TAREFA A:
Converta em uma lista JSON de strings os registros que vão do início até a linha que contém "<point>380,569</point>", inclusive, com uma string por linha e sem as linhas em branco.

TEXTO FORNECIDO:

Mas os problemas de localização já existem: o castelo de Alamut, que na verdade se chama Gombar Khan, está indicado por uma placa, assim como o de Lambesar, que é o maior e mais impressionante de todas as ruínas deixadas por estes senhores do terror. A primeira torre e um pouco das muralhas avistam-se da última aldeia, mas a imensidão da área abrangida pela fortaleza só aparece quando se chega ao cimo do monte. “A coisa mais notável na paisagem era o seu silêncio: imensa e cinzenta, sem uma voz de qualquer tipo” (…) Tal como Freya testemunha, a área do castelo é tão grande que as aldeias continuam a trazer para aí os seus rebanhos, vigiados por enormes cães. “As paredes já não estão intactas no cimo da sua montanha de pedras, mas as suas ruínas e o vale inóspito e sombrio são tão impressionantes como sempre foram. Não há vegetação de porte, apenas contrafortes altos e precipícios. As fundações de Lambesar esboroaram-se, mas continuam a dominar a paisagem a curta distância, já que seguem dentro e fora os contornos do recortado cone da montanha e encerram uma superfície inclinada de uns 500 metros de comprimento e 200 de largura, onde restos de edifícios se encontram espalhados”.

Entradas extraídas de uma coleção

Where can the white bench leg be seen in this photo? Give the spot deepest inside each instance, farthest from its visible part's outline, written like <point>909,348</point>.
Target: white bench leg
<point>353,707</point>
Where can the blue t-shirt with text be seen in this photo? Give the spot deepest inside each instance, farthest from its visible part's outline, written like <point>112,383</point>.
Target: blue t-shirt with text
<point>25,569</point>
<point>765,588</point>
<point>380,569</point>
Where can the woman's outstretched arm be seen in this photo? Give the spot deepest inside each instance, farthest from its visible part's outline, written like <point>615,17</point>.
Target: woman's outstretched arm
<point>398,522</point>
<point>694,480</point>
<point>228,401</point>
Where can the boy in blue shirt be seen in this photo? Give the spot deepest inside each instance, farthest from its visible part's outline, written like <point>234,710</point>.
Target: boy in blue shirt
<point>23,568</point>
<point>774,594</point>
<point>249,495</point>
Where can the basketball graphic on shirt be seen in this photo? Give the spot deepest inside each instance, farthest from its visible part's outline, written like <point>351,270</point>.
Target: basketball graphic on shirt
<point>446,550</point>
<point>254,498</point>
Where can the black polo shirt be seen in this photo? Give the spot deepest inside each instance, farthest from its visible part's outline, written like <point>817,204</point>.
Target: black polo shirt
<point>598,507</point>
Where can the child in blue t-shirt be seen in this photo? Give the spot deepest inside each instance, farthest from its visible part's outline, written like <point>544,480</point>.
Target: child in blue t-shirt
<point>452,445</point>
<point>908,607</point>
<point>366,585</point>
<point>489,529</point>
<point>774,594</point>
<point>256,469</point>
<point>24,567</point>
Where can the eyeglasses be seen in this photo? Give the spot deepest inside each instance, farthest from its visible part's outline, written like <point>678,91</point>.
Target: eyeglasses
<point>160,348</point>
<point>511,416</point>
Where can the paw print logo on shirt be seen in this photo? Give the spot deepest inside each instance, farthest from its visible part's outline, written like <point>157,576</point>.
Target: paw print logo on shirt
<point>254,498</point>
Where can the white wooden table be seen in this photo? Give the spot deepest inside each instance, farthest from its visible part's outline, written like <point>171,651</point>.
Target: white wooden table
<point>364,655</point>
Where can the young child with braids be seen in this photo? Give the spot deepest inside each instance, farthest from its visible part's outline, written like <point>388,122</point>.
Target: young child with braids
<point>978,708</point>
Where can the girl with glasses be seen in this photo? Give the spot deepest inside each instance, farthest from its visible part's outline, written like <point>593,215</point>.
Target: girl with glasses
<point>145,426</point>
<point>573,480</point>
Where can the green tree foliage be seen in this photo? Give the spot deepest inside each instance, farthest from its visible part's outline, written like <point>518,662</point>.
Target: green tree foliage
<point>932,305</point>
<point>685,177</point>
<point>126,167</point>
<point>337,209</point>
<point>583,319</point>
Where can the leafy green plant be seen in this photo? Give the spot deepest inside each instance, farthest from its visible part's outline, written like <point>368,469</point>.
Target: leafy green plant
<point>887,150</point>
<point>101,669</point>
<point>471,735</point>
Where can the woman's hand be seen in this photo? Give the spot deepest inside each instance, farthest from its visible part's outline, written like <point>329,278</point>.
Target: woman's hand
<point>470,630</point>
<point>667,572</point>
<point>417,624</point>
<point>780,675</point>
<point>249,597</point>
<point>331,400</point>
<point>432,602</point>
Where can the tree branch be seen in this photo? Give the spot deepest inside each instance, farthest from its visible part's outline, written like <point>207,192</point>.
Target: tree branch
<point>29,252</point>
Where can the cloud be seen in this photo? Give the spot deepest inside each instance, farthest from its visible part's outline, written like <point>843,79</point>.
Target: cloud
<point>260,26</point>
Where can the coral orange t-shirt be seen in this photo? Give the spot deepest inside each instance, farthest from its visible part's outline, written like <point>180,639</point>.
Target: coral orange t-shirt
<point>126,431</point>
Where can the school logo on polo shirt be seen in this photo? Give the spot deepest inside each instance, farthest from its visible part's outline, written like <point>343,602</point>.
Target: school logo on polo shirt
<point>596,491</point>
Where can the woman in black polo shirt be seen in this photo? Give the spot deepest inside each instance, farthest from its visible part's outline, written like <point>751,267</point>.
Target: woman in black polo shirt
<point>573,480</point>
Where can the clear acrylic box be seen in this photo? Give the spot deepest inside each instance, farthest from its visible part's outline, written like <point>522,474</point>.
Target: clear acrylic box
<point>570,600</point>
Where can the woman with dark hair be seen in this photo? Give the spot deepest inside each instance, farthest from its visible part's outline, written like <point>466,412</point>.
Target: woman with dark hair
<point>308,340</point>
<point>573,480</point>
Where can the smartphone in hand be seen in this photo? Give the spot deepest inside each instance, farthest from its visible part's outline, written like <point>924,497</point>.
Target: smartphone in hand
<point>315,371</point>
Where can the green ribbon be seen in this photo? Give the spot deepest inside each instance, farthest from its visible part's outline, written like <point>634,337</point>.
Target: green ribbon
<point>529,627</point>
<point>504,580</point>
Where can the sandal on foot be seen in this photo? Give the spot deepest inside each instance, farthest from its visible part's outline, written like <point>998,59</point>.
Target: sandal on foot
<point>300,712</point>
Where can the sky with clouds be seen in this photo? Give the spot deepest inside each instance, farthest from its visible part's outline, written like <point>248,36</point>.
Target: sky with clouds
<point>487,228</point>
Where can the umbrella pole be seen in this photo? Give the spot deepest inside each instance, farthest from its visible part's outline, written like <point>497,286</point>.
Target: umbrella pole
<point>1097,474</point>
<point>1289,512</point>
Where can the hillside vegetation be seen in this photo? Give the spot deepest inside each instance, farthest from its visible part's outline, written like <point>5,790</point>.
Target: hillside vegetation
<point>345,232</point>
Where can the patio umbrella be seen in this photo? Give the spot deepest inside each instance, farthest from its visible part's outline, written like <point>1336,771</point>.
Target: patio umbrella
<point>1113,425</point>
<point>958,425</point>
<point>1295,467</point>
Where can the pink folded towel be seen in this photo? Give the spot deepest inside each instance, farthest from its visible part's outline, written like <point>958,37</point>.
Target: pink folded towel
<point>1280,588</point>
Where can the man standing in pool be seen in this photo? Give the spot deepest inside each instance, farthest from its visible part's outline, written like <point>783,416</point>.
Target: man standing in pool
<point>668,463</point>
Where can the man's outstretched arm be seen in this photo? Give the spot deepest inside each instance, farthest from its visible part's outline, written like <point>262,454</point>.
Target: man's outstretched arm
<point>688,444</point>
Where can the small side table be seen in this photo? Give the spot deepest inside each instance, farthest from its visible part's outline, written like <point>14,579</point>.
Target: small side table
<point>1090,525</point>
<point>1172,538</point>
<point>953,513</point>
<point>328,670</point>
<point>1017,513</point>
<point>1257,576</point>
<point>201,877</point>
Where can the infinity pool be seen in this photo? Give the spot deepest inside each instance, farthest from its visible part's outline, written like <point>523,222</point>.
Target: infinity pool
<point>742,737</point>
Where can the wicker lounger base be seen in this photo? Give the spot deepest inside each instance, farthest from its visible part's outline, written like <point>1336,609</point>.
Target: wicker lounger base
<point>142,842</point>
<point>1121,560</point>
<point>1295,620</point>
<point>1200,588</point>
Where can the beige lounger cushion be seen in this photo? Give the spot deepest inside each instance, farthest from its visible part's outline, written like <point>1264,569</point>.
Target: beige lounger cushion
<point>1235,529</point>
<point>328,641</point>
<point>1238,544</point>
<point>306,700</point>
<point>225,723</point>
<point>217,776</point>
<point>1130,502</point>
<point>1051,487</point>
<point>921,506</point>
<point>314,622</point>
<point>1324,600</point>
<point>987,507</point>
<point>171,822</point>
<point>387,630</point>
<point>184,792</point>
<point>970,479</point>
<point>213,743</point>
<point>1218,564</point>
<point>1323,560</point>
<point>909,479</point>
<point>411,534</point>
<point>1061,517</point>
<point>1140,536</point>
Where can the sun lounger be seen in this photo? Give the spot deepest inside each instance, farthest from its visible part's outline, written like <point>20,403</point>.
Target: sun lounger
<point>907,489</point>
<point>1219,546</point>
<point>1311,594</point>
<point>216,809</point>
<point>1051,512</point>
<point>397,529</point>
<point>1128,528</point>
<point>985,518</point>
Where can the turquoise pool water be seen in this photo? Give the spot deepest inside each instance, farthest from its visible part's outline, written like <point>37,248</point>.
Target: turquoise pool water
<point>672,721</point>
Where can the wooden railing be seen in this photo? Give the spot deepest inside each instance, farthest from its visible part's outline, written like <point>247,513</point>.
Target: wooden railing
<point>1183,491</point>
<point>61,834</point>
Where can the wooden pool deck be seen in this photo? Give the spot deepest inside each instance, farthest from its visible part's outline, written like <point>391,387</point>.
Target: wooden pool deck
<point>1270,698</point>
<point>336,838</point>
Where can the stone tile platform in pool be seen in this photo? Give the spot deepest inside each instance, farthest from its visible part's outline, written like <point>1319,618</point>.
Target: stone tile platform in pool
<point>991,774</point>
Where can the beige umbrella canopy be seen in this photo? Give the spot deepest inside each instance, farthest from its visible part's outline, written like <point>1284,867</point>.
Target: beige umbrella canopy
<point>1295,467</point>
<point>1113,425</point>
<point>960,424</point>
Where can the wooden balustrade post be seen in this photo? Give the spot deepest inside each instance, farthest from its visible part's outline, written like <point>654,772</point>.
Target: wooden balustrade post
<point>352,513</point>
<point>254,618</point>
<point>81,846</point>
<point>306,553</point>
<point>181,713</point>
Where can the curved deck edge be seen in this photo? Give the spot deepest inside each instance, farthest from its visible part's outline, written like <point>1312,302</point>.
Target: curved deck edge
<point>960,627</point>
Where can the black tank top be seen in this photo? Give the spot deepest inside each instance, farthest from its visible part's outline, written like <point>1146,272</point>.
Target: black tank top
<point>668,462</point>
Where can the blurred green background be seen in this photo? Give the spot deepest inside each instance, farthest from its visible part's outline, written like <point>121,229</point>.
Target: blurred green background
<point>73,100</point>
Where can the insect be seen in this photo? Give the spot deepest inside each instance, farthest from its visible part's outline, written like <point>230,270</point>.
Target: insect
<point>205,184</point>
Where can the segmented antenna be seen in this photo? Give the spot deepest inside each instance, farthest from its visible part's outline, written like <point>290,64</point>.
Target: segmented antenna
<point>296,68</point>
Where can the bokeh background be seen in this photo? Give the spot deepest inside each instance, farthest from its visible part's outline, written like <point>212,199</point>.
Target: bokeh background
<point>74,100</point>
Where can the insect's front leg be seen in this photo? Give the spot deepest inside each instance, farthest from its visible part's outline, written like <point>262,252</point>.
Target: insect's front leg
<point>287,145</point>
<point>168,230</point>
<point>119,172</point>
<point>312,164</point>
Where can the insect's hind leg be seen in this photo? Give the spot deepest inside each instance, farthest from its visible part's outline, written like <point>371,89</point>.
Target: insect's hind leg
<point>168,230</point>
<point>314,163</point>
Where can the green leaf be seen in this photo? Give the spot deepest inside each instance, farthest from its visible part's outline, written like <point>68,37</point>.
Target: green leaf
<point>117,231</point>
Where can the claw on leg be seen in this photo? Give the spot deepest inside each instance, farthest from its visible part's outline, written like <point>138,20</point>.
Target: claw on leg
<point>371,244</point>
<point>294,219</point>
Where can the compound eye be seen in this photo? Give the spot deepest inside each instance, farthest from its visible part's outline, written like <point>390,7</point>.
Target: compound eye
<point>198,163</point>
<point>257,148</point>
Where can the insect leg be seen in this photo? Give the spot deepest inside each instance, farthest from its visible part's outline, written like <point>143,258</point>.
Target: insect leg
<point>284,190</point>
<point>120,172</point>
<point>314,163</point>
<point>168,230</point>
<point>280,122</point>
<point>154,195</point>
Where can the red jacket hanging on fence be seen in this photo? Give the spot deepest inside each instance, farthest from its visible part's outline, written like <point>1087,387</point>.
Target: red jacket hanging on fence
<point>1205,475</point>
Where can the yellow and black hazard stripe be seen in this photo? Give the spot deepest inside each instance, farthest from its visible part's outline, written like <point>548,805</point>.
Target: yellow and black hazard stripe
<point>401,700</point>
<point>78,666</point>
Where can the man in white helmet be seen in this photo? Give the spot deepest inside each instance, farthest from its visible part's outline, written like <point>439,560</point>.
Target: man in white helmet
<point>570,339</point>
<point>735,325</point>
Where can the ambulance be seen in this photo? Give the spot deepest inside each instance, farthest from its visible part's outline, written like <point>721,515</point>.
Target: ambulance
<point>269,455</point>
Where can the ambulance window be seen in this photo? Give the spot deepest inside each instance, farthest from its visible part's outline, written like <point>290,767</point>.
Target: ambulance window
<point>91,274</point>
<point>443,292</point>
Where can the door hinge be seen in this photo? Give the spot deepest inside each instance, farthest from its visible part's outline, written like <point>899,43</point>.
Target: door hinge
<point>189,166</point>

TAREFA B:
Liste todos os nomes próprios que aparecem no texto sobre os castelos de Alamut e Lambesar.

RESPOSTA DO EXERCÍCIO A:
[
  "Where can the white bench leg be seen in this photo? Give the spot deepest inside each instance, farthest from its visible part's outline, written like <point>909,348</point>.",
  "Target: white bench leg",
  "<point>353,707</point>",
  "Where can the blue t-shirt with text be seen in this photo? Give the spot deepest inside each instance, farthest from its visible part's outline, written like <point>112,383</point>.",
  "Target: blue t-shirt with text",
  "<point>25,569</point>",
  "<point>765,588</point>",
  "<point>380,569</point>"
]

RESPOSTA DO EXERCÍCIO B:
- Alamut
- Gombar Khan
- Lambesar
- Freya